→ **Record excerpts**:
============

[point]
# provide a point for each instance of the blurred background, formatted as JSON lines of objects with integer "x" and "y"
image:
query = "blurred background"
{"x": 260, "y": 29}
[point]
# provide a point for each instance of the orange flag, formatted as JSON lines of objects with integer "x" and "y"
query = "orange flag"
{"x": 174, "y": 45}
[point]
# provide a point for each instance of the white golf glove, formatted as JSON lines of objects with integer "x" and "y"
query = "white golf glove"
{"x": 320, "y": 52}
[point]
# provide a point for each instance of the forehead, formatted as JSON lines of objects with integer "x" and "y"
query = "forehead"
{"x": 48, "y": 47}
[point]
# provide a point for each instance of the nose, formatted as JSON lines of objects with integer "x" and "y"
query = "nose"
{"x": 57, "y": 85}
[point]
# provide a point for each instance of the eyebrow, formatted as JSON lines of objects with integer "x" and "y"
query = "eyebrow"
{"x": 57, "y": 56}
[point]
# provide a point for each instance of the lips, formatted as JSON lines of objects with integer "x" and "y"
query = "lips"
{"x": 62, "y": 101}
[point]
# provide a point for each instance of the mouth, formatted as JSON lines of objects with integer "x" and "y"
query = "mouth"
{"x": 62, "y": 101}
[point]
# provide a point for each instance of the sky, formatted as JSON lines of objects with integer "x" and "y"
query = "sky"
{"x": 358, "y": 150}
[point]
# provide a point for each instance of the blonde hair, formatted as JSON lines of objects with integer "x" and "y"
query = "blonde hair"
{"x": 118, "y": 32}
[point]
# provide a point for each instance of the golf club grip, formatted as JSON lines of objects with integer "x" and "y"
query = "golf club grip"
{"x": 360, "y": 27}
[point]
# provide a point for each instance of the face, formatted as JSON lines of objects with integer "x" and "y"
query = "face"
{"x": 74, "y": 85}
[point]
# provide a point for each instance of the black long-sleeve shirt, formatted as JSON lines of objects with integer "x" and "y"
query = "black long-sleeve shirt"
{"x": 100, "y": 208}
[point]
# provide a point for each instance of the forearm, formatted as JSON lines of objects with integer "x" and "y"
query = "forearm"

============

→ **Your instructions**:
Return the whole of the data, character for character.

→ **Expected answer**:
[point]
# provide a point for each instance of the blurred background, formatted as JSON lines of objects with integer "x" and "y"
image:
query = "blurred background"
{"x": 260, "y": 29}
[point]
# provide a point for each instance of the orange flag, formatted as JSON lines of objects with integer "x" and "y"
query = "orange flag"
{"x": 174, "y": 45}
[point]
# provide a point for each instance of the white golf glove, formatted as JSON lines of objects with integer "x" and "y"
query = "white golf glove"
{"x": 320, "y": 52}
[point]
# provide a point for each instance of the forehead, formatted as JSON lines of objects with integer "x" and "y"
query = "forehead"
{"x": 48, "y": 47}
[point]
# provide a point for each instance of the nose, formatted as JSON lines of objects with integer "x" and "y"
query = "nose"
{"x": 57, "y": 85}
[point]
# provide a point for each instance of the eyebrow, formatted as JSON lines of objects with integer "x" and "y"
query = "eyebrow"
{"x": 57, "y": 56}
[point]
# provide a point for each instance of the lips, formatted as JSON lines of objects with integer "x" and "y"
query = "lips"
{"x": 62, "y": 101}
[point]
# provide a point for each instance of the mouth, formatted as JSON lines of objects with integer "x" and "y"
query = "mouth"
{"x": 62, "y": 101}
[point]
# provide a point for each instance of the sky, formatted as JSON lines of objects with integer "x" and "y"
query = "sky"
{"x": 358, "y": 150}
[point]
# provide a point for each instance of the blonde hair, formatted as JSON lines of objects with integer "x" and "y"
query = "blonde hair"
{"x": 118, "y": 32}
[point]
# provide a point for each instance of the golf club grip, formatted as JSON lines of objects with integer "x" and "y"
query = "golf club grip"
{"x": 360, "y": 27}
[point]
# provide a point for each instance of the face, formatted as JSON lines of objects with integer "x" and "y"
query = "face"
{"x": 74, "y": 85}
[point]
# provide a point for each instance of the black long-sleeve shirt, formatted as JSON lines of objects with integer "x" and "y"
query = "black long-sleeve shirt"
{"x": 100, "y": 208}
[point]
# provide a point for each instance of the forearm, formatted as JSON lines of objects with integer "x" and "y"
query = "forearm"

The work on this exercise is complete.